Task requirements:
Convert the records into a JSON list of strings with one string per line, from the first line through the line that contains "M230 117L230 116L237", and skip blank lines. Leave the pictures out of the list.

Segmentation data:
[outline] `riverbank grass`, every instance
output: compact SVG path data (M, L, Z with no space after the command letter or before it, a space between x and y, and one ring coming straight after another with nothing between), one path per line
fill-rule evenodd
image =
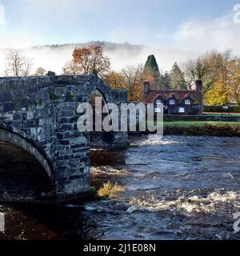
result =
M164 122L165 127L204 127L206 126L239 127L239 122L214 122L214 121L174 121Z
M110 182L104 183L98 191L101 198L113 198L117 193L124 192L124 188L118 184L111 184Z

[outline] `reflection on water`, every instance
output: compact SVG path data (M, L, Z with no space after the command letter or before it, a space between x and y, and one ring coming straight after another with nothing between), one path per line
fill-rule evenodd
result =
M79 207L1 206L6 239L239 239L240 138L132 137L94 151L91 185L118 182L113 200Z

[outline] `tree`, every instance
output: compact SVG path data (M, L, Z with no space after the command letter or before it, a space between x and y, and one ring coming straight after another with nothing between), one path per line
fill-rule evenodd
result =
M90 46L75 48L73 52L73 60L63 67L66 74L90 74L97 73L103 77L109 72L110 59L104 56L102 47Z
M34 76L40 77L40 76L45 75L46 74L46 70L44 70L44 68L40 66L36 70Z
M154 88L158 87L160 79L160 71L154 55L150 55L144 66L144 79L150 82Z
M129 100L139 102L143 94L142 66L128 66L122 70L122 74L126 81Z
M231 60L229 76L230 102L240 106L240 58Z
M203 94L210 91L217 79L218 62L218 53L210 52L197 59L190 59L184 65L184 73L186 83L189 89L196 80L202 80L203 86Z
M19 50L12 50L6 58L6 75L26 77L30 75L33 67L33 60L26 58Z
M167 71L160 76L158 87L161 90L170 90L170 78Z
M103 80L114 89L127 90L125 77L121 73L111 71L103 78Z
M170 74L170 83L172 90L187 90L184 74L175 62Z

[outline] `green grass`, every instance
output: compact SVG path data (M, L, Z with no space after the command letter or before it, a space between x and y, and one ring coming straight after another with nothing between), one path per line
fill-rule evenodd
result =
M230 126L234 127L240 127L239 122L201 122L201 121L175 121L175 122L165 122L164 126L178 126L178 127L202 127L206 125L211 125L216 126Z
M230 117L230 116L237 116L237 117L240 117L240 114L239 113L204 113L204 115L207 115L207 116L224 116L224 117Z

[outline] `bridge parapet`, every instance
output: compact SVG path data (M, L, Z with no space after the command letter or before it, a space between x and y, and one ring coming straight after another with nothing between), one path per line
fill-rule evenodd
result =
M0 78L0 129L9 133L0 138L14 143L7 138L15 134L27 142L27 147L32 146L30 153L42 154L54 177L54 200L66 201L89 191L90 134L77 129L77 108L90 102L94 90L107 102L126 102L125 91L110 88L94 75ZM101 141L95 144L106 147ZM127 134L117 133L109 146L126 144Z

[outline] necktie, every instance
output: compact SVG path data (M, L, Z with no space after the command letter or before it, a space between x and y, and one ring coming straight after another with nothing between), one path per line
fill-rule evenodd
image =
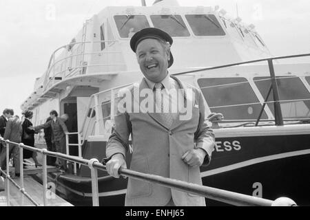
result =
M163 98L162 98L161 91L163 88L163 85L161 82L157 82L154 85L155 88L155 103L158 108L160 109L161 117L162 118L163 122L164 122L166 125L170 128L174 122L171 113L164 113L163 112ZM166 102L168 103L169 102ZM169 108L168 108L169 109Z

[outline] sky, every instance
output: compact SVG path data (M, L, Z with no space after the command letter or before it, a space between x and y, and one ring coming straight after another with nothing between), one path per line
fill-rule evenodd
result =
M154 0L146 0L151 6ZM181 6L220 6L253 23L273 56L310 53L309 0L178 0ZM141 0L0 0L0 114L33 91L52 53L68 44L83 22L107 6Z

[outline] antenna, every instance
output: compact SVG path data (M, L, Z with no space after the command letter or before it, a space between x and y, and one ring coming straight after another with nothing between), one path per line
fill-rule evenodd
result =
M239 12L238 11L238 3L236 3L236 9L237 10L237 17L239 16Z

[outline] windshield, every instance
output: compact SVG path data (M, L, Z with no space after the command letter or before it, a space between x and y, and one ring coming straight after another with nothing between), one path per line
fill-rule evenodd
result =
M167 32L171 36L189 36L189 32L180 15L151 15L155 28Z
M214 14L187 14L185 17L196 36L225 35Z
M254 82L264 98L271 85L269 77L255 77ZM296 76L276 79L283 118L310 116L310 95L300 79ZM274 116L273 96L268 98L268 107Z
M246 78L200 78L198 84L211 112L223 113L225 120L258 117L262 104ZM265 111L261 118L267 118Z
M149 28L144 15L115 15L114 20L121 38L130 38L141 29Z

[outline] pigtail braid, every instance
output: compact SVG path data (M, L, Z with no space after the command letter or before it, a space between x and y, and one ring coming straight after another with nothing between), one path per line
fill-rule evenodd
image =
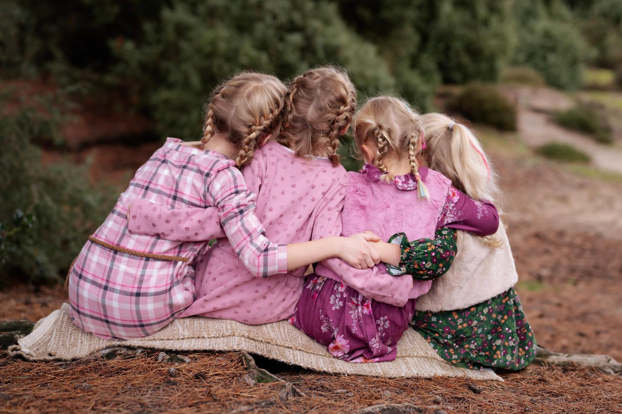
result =
M236 165L238 167L241 167L253 159L257 147L257 137L259 135L258 131L260 128L263 129L261 127L251 126L249 128L248 135L240 142L239 151L234 158Z
M303 76L304 75L298 76L294 81L294 82L290 84L290 87L288 88L287 93L285 96L285 109L283 111L283 124L281 125L281 131L279 133L279 136L277 137L276 142L281 145L288 148L289 146L289 140L287 138L287 131L290 125L290 117L292 115L292 110L294 106L294 97L296 95L296 92L298 92L298 85L300 83Z
M424 136L424 132L420 130L420 137ZM417 134L413 133L411 135L408 140L408 161L411 165L411 172L415 176L417 180L417 198L419 200L426 199L430 200L430 193L428 192L427 187L421 179L421 175L419 174L419 166L417 163Z
M346 101L345 105L339 107L339 110L332 123L331 130L328 132L328 140L327 143L328 150L332 151L328 158L332 161L333 167L339 165L340 161L339 155L337 154L340 132L346 125L352 122L354 112L356 108L356 99L351 91L348 91Z
M210 104L205 117L205 123L203 125L203 138L201 138L201 145L205 146L210 139L214 135L214 110Z
M391 181L395 179L395 176L389 172L389 169L387 168L383 161L385 156L388 153L389 147L391 146L389 141L389 133L381 127L376 125L374 128L373 133L376 137L376 146L378 147L374 165L384 173L382 176L383 179L387 181Z

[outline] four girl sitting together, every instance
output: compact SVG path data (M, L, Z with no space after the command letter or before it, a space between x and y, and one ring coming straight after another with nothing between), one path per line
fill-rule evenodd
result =
M190 315L289 319L350 362L395 359L410 323L457 366L529 364L536 342L476 138L397 98L356 107L332 66L287 88L244 73L216 88L202 141L169 138L83 248L73 322L128 339ZM360 173L337 155L351 124Z

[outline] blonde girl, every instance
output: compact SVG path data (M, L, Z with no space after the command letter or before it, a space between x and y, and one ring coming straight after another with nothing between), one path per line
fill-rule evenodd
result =
M419 166L424 121L406 102L373 98L354 124L356 147L366 163L360 173L351 173L342 235L370 230L386 239L401 230L406 240L433 237L448 225L481 235L497 230L498 215L491 203L473 200L442 174ZM449 230L442 232L445 236ZM394 359L396 344L415 312L415 298L427 292L429 279L447 271L450 263L450 246L443 240L433 241L416 258L412 275L391 276L384 265L358 271L338 259L322 261L309 277L290 322L336 358ZM381 253L384 248L379 253L383 261L397 264L399 249L392 247L398 251L393 258Z
M250 191L257 194L257 216L271 240L279 243L329 241L325 245L332 251L324 254L326 257L341 250L326 239L341 234L340 214L348 174L339 164L337 150L339 137L345 133L354 115L356 98L347 74L338 68L310 70L289 84L281 134L265 145L269 137L261 138L261 148L255 150L253 161L243 170ZM144 201L141 204L147 207ZM161 215L163 220L179 220L181 230L175 232L175 237L205 240L203 227L209 225L210 230L216 227L214 231L218 230L213 209L155 208L154 214ZM225 225L223 221L221 223ZM131 228L138 224L131 217ZM162 222L147 227L137 231L161 233L167 228ZM365 256L369 248L363 245L364 237L370 238L360 236L355 240L363 252L364 259L355 263L358 268L373 266L378 260L371 250ZM288 248L288 261L292 249L299 246L302 255L310 258L309 250L303 243ZM237 249L235 243L222 238L198 260L197 299L181 316L233 319L254 325L285 319L294 312L304 282L302 276L306 267L302 265L306 263L299 262L299 268L289 272L292 266L288 264L285 268L284 262L277 263L276 274L258 278L267 274L249 271L238 259Z
M325 246L290 251L285 245L270 242L255 216L256 196L236 168L251 161L259 140L278 131L285 93L274 76L235 76L213 92L200 148L196 148L198 143L169 138L138 169L68 275L74 323L104 339L144 336L192 303L193 261L213 235L203 222L195 223L198 228L193 233L200 238L182 234L180 218L165 217L156 203L167 211L213 207L212 221L222 225L241 268L253 276L284 273L318 259L313 254L327 255ZM141 202L135 203L129 218L142 223L136 230L161 225L157 233L142 235L128 227L127 206L135 199ZM350 244L359 251L366 244L362 236L357 244L356 238Z
M442 114L428 114L423 120L427 148L422 161L475 200L498 202L496 174L473 132ZM518 275L504 227L485 238L458 232L457 245L451 269L417 302L416 330L457 366L526 366L537 347L513 287ZM402 257L415 250L404 251ZM402 266L414 261L404 261Z

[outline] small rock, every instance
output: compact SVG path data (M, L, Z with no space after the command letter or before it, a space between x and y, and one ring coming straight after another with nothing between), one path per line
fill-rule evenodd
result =
M170 357L170 361L174 362L185 362L190 364L192 360L185 355L173 355Z
M481 392L481 389L473 382L468 384L468 389L473 391L473 394L478 394Z
M257 381L251 378L251 376L248 374L242 377L242 379L243 379L244 382L249 385L254 385L257 384Z
M157 354L157 361L159 362L170 362L170 357L167 355L165 352L160 352Z

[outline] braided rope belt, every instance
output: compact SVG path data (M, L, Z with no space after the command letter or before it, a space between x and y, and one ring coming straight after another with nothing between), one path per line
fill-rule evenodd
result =
M180 261L186 263L190 260L188 258L185 258L182 256L169 256L168 254L156 254L156 253L147 253L144 251L138 251L137 250L132 250L132 249L128 249L124 247L121 247L121 246L116 246L116 245L112 245L109 243L103 241L98 238L96 238L95 236L89 236L88 240L93 242L96 245L99 245L102 247L105 247L107 249L110 249L111 250L114 250L121 253L127 253L128 254L132 254L132 256L137 256L141 258L148 258L149 259L157 259L159 260L168 260L169 261ZM65 279L65 290L68 290L69 289L69 275L71 274L72 269L73 269L73 265L75 264L76 260L78 259L78 256L73 259L71 265L69 266L69 271L67 272L67 277Z

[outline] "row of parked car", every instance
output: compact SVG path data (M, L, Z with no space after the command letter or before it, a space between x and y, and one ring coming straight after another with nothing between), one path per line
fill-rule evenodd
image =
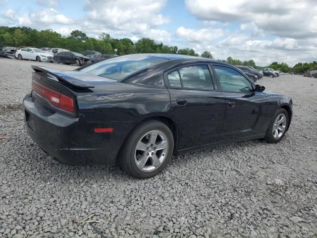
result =
M103 54L95 51L86 51L82 55L64 49L49 48L37 49L34 47L20 47L15 49L13 47L7 47L2 52L0 48L0 55L1 52L4 57L9 58L55 62L67 64L73 64L76 66L82 66L96 61L117 56L116 55ZM254 82L256 82L258 79L262 78L264 76L273 78L286 74L281 71L274 70L270 68L258 70L250 66L236 65L236 67L243 71ZM304 74L304 76L308 75L308 73Z
M86 51L84 55L60 48L34 47L2 47L0 55L3 57L38 61L74 64L82 66L95 61L117 56L115 55L102 54L94 51Z
M262 78L264 76L274 78L286 74L281 71L274 70L270 68L265 68L263 70L258 70L251 66L236 65L236 67L243 71L254 82L256 82L258 79Z

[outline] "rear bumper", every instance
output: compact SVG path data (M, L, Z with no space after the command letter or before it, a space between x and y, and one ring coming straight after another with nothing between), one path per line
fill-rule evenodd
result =
M27 131L36 144L62 164L109 164L114 162L136 122L88 122L84 116L51 114L37 106L30 95L23 100ZM113 128L95 133L95 128Z
M52 57L52 59L43 58L41 57L41 61L54 61L54 60L53 59L53 57Z

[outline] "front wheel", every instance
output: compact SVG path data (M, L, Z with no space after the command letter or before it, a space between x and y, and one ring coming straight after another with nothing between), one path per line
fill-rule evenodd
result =
M118 156L123 170L138 178L153 177L162 171L171 159L174 138L166 124L149 120L133 129Z
M270 143L277 143L284 137L288 125L288 114L280 108L275 113L265 133L264 139Z

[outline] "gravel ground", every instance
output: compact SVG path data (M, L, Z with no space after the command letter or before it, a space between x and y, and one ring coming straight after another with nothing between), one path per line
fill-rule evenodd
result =
M317 79L260 80L293 98L281 142L187 154L137 180L117 165L57 164L33 142L22 106L32 64L75 68L0 59L0 238L317 237ZM78 222L93 214L96 229Z

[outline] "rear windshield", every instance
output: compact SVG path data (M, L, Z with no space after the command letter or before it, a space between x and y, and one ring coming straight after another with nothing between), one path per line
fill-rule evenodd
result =
M80 71L115 80L120 80L143 68L168 60L142 55L130 55L110 58Z
M37 53L45 53L42 50L40 50L39 49L32 49L34 52L36 52Z
M74 55L75 55L76 56L80 56L81 57L84 57L84 55L82 55L81 54L76 53L76 52L72 52L72 53L73 53Z

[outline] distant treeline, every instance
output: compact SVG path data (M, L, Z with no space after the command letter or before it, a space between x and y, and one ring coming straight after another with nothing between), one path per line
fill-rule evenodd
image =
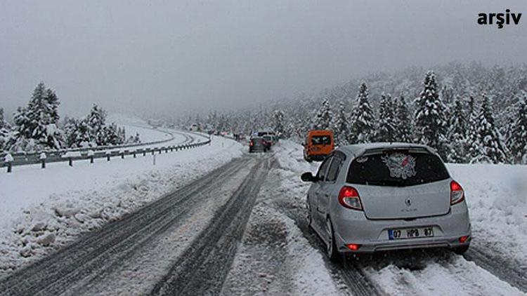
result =
M117 145L140 142L126 137L124 128L106 123L106 112L96 105L82 119L60 121L58 97L41 82L25 107L18 107L13 124L0 108L0 151L40 152L65 148Z
M340 145L411 142L450 162L527 163L527 65L434 69L372 74L315 95L190 120L245 134L271 128L298 141L309 129L329 128Z

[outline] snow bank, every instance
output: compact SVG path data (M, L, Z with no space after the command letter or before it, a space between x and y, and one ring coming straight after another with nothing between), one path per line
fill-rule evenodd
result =
M137 159L48 163L0 173L0 276L241 156L242 146L211 145Z
M527 261L527 166L449 164L464 189L473 243Z

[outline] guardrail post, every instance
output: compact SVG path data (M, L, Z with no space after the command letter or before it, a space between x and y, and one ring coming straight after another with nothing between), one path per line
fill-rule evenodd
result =
M42 163L41 168L46 168L46 153L42 152L40 154L40 161Z
M13 163L12 162L15 160L15 159L13 158L13 155L11 155L11 153L8 152L7 154L4 157L4 161L5 161L7 163L7 173L11 173Z

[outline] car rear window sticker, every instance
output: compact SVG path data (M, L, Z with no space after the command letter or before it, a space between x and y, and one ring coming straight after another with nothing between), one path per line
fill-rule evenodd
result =
M415 159L410 155L393 153L381 158L390 170L390 177L406 180L416 175Z

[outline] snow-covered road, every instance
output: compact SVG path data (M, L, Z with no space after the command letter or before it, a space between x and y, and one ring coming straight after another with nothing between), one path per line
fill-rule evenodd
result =
M299 176L315 171L317 164L302 159L301 147L282 141L272 154L242 154L241 145L233 141L215 142L218 146L208 154L189 156L188 166L181 169L192 172L190 168L197 163L218 168L197 170L183 182L169 177L152 184L148 190L158 185L164 188L148 195L154 202L130 197L136 191L144 192L137 189L141 182L123 184L123 180L138 171L117 178L121 184L117 187L123 190L103 208L110 219L98 222L96 230L65 248L56 245L58 253L7 273L0 279L0 291L226 295L527 292L523 243L527 206L521 187L525 168L449 166L464 186L472 218L474 249L465 256L441 250L392 252L339 265L329 262L321 240L307 226L304 201L308 184ZM212 160L223 157L223 161ZM174 173L172 166L167 164L153 174L148 170L141 182L167 177ZM181 186L169 190L168 184ZM160 198L163 191L169 193ZM504 203L496 201L500 192L507 194ZM110 210L132 201L136 203L124 207L126 210ZM112 213L118 215L108 214ZM54 219L48 224L51 229L60 225L76 236L79 232L71 229L83 224L64 216ZM108 223L112 220L116 221ZM15 236L23 239L26 231ZM514 238L507 239L509 236Z

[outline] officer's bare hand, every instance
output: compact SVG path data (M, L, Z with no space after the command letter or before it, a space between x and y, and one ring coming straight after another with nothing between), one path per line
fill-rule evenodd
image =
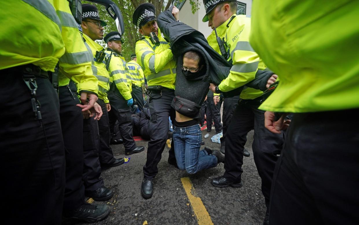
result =
M211 83L209 84L209 90L213 93L216 93L216 85Z
M87 98L89 98L88 102L87 102ZM82 103L83 105L81 104L77 104L76 105L80 108L82 108L81 111L84 112L89 110L90 109L93 107L94 104L96 101L98 99L98 98L96 96L96 95L91 93L88 93L87 92L82 92L81 93L80 100ZM99 113L99 112L97 112Z
M276 74L273 74L270 77L269 77L269 79L267 81L267 85L266 85L267 88L269 87L270 85L275 82L277 78L278 78L278 75Z
M172 14L176 20L180 19L180 10L174 6L173 6L173 8L172 9Z
M110 103L106 103L106 108L107 110L107 112L109 112L110 110L111 110L111 105L110 105Z
M101 108L101 106L97 102L95 103L93 107L90 109L90 111L91 112L90 117L93 117L94 120L99 120L101 117L102 116L102 109Z
M280 134L281 130L286 130L289 126L290 120L284 120L288 113L284 113L278 121L274 121L274 113L267 111L264 113L264 126L275 134Z
M214 102L214 105L216 105L219 102L219 96L218 95L213 96L213 102Z
M87 110L82 112L82 117L84 119L88 119L91 116L91 112L89 110Z

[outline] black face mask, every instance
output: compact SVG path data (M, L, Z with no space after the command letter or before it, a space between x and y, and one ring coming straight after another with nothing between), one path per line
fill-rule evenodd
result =
M186 76L186 79L189 80L195 80L196 78L197 78L199 77L201 75L200 72L200 70L199 70L199 71L196 72L192 73L189 70L185 70L183 69L182 69L182 72L183 73L183 74Z

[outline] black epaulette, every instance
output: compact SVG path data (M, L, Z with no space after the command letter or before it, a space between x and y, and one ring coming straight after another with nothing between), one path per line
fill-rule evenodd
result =
M137 42L137 41L140 41L140 40L144 40L144 39L145 39L145 38L145 38L145 37L141 37L141 38L140 38L140 39L137 39L137 40L136 40L136 42Z

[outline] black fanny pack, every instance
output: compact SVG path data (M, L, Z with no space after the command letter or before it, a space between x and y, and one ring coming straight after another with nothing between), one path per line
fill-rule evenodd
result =
M182 115L194 118L198 117L201 109L199 105L179 96L174 97L171 106Z

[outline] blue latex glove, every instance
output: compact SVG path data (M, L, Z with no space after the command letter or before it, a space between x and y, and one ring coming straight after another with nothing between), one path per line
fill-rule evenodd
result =
M132 105L133 104L134 104L134 100L132 98L127 100L127 105L129 106Z

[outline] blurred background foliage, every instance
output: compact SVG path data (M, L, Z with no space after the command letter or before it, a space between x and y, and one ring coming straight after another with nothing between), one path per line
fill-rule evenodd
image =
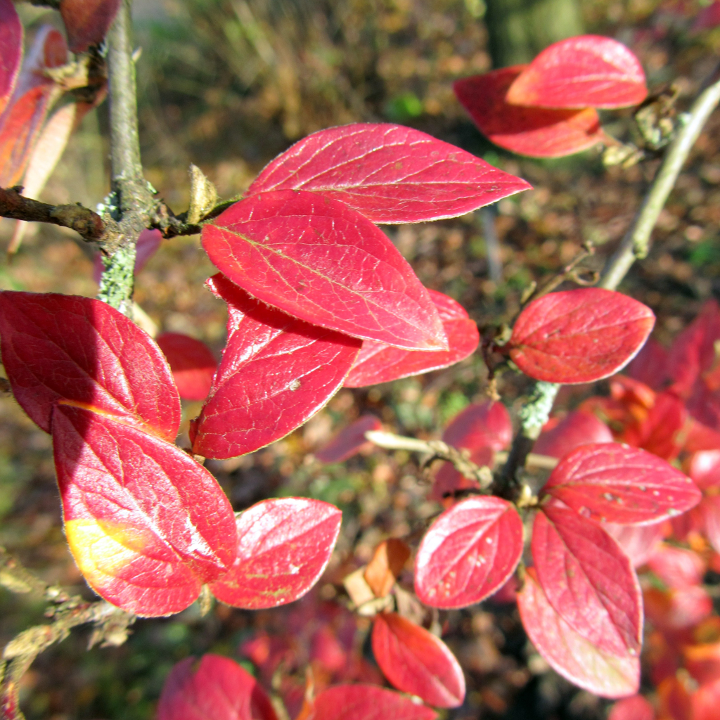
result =
M481 328L510 321L522 292L572 260L582 243L598 248L599 267L622 236L657 161L606 170L597 150L536 162L487 143L455 100L452 82L530 59L549 42L578 32L606 34L640 57L651 89L675 81L686 107L713 71L720 31L690 31L701 0L135 0L143 160L146 175L176 211L185 209L188 166L202 167L221 195L242 192L254 174L294 140L356 121L410 125L528 179L534 189L498 204L499 273L475 215L386 227L428 287L458 300ZM30 34L50 11L21 4ZM627 113L608 114L609 132L629 133ZM48 184L48 202L91 207L108 191L107 108L84 120ZM6 242L12 228L0 224ZM667 342L702 302L720 296L720 118L698 142L663 212L650 256L624 289L658 316ZM92 296L91 248L53 227L33 228L0 287ZM158 326L190 334L216 351L225 336L222 303L203 289L212 266L197 238L163 243L137 278L135 297ZM407 453L377 451L323 466L312 451L363 412L389 428L436 437L466 405L485 397L476 354L455 367L395 383L343 390L307 425L243 458L209 462L235 510L271 495L307 495L344 513L338 551L308 606L342 603L342 577L366 562L377 542L415 534L438 510L426 500L424 472ZM526 387L519 375L500 390L511 411ZM590 387L563 390L572 408ZM184 407L186 429L197 404ZM180 442L182 444L181 436ZM417 539L419 535L413 536ZM48 580L88 597L63 536L49 438L9 399L0 401L0 544ZM42 608L0 590L0 644L33 623ZM170 667L191 654L240 659L260 631L282 634L287 610L246 613L193 606L174 618L139 621L129 642L86 652L79 630L43 654L27 675L29 720L148 720ZM468 679L462 708L444 719L600 720L607 703L549 671L526 641L513 606L485 603L442 613L445 639ZM360 624L355 652L372 662ZM248 669L253 670L247 660ZM285 670L304 677L300 661Z

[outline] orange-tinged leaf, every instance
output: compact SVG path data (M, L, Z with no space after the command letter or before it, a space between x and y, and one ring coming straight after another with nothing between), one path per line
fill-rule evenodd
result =
M22 61L22 23L12 0L0 0L0 113L12 95Z
M600 35L568 37L546 48L513 81L513 105L580 109L636 105L647 95L639 60Z
M156 342L168 359L180 397L186 400L204 400L217 366L210 348L180 333L161 333Z
M634 695L616 703L608 720L655 720L655 711L642 695Z
M296 143L260 173L248 194L312 190L373 222L397 223L455 217L529 187L419 130L358 122Z
M408 350L447 350L437 310L387 236L347 205L276 190L236 202L202 229L227 276L307 323Z
M24 174L32 149L52 104L60 91L43 74L67 62L63 36L50 26L35 36L12 98L0 115L0 186L17 185Z
M264 500L237 518L237 557L210 585L238 608L274 608L301 598L318 582L340 532L341 511L306 498Z
M410 548L397 538L383 540L375 548L365 568L365 580L376 598L384 598L390 593L409 557Z
M158 720L277 720L258 681L234 660L208 653L186 657L170 671Z
M68 42L73 53L84 53L91 45L99 45L110 27L122 0L62 0L63 16Z
M2 361L13 395L45 432L59 400L174 441L180 400L160 348L99 300L0 292Z
M371 430L382 430L382 423L374 415L364 415L343 428L326 445L315 452L320 462L342 462L352 457L366 445L372 444L365 437Z
M372 652L398 690L438 708L462 704L462 669L445 643L424 628L396 613L381 613L372 628Z
M390 382L454 365L475 351L480 336L474 320L451 297L428 290L438 309L450 349L404 350L372 340L363 341L360 354L345 380L346 387Z
M571 683L605 698L634 695L640 683L638 655L601 650L561 617L540 587L535 568L528 568L518 607L533 644L550 665Z
M508 89L526 67L503 68L455 82L457 99L484 135L501 148L534 158L572 155L602 141L593 108L549 110L506 102Z
M415 591L434 608L464 608L498 590L523 553L523 521L492 496L468 498L430 526L415 560Z
M510 356L536 380L593 382L629 363L654 322L649 307L621 292L599 287L551 292L520 313Z
M220 274L208 286L228 303L228 344L191 440L205 457L235 457L320 410L342 386L360 341L268 307Z
M67 405L53 411L52 431L68 543L102 598L136 615L169 615L230 568L233 508L187 453Z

Right answer:
[
  "[outline] `riverbank grass`, every instance",
  "output: compact SVG path data (M, L, Z with no space after the command letter or before it, a space between x and y, and one ring coming straight after another with nothing between), one path per line",
  "fill-rule evenodd",
  "image =",
  "result =",
  "M164 122L165 127L204 127L206 126L239 127L239 122L214 122L214 121L174 121Z",
  "M110 182L104 183L98 191L101 198L113 198L117 193L124 192L124 188L118 184L111 184Z",
  "[outline] `reflection on water`, every instance",
  "output: compact SVG path data (M, L, Z with no space after the command letter or before it, a space between x and y, and one ring coming straight after another with nothing between), one path per line",
  "fill-rule evenodd",
  "result =",
  "M79 207L1 206L6 239L239 239L240 138L132 137L94 151L91 185L118 182L113 200Z",
  "[outline] `tree`, every instance",
  "output: compact SVG path data (M, L, Z with no space after the command letter or before it, a space between x and y, and one ring coming straight after another with nothing between), one path per line",
  "fill-rule evenodd",
  "result =",
  "M90 46L75 48L73 52L73 60L63 67L66 74L90 74L97 73L103 77L109 72L110 59L104 56L102 47Z",
  "M34 76L40 77L40 76L45 75L46 74L46 70L44 70L44 68L40 66L36 70Z",
  "M154 88L158 87L160 79L160 71L154 55L150 55L144 66L144 79L150 82Z",
  "M129 100L139 102L143 94L142 66L128 66L122 70L122 74L126 81Z",
  "M231 60L229 76L230 102L240 106L240 58Z",
  "M203 94L210 91L217 79L218 62L218 53L210 52L197 59L190 59L184 65L184 73L186 83L189 89L196 80L202 80L203 86Z",
  "M19 50L12 50L6 58L6 75L26 77L30 75L33 67L33 60L26 58Z",
  "M167 71L160 76L158 87L161 90L170 90L170 78Z",
  "M103 80L114 89L127 90L125 77L121 73L111 71L103 78Z",
  "M170 74L170 83L172 90L187 90L184 74L175 62Z",
  "[outline] `green grass`, every instance",
  "output: compact SVG path data (M, L, Z with no space after the command letter or before it, a space between x and y, and one ring coming straight after another with nothing between), one path per line",
  "fill-rule evenodd",
  "result =",
  "M230 126L234 127L240 127L239 122L201 122L201 121L175 121L175 122L165 122L164 126L178 126L178 127L202 127L206 125L211 125L216 126Z",
  "M230 117L230 116L237 116L237 117L240 117L240 114L239 113L204 113L204 115L207 115L207 116L224 116L224 117Z"
]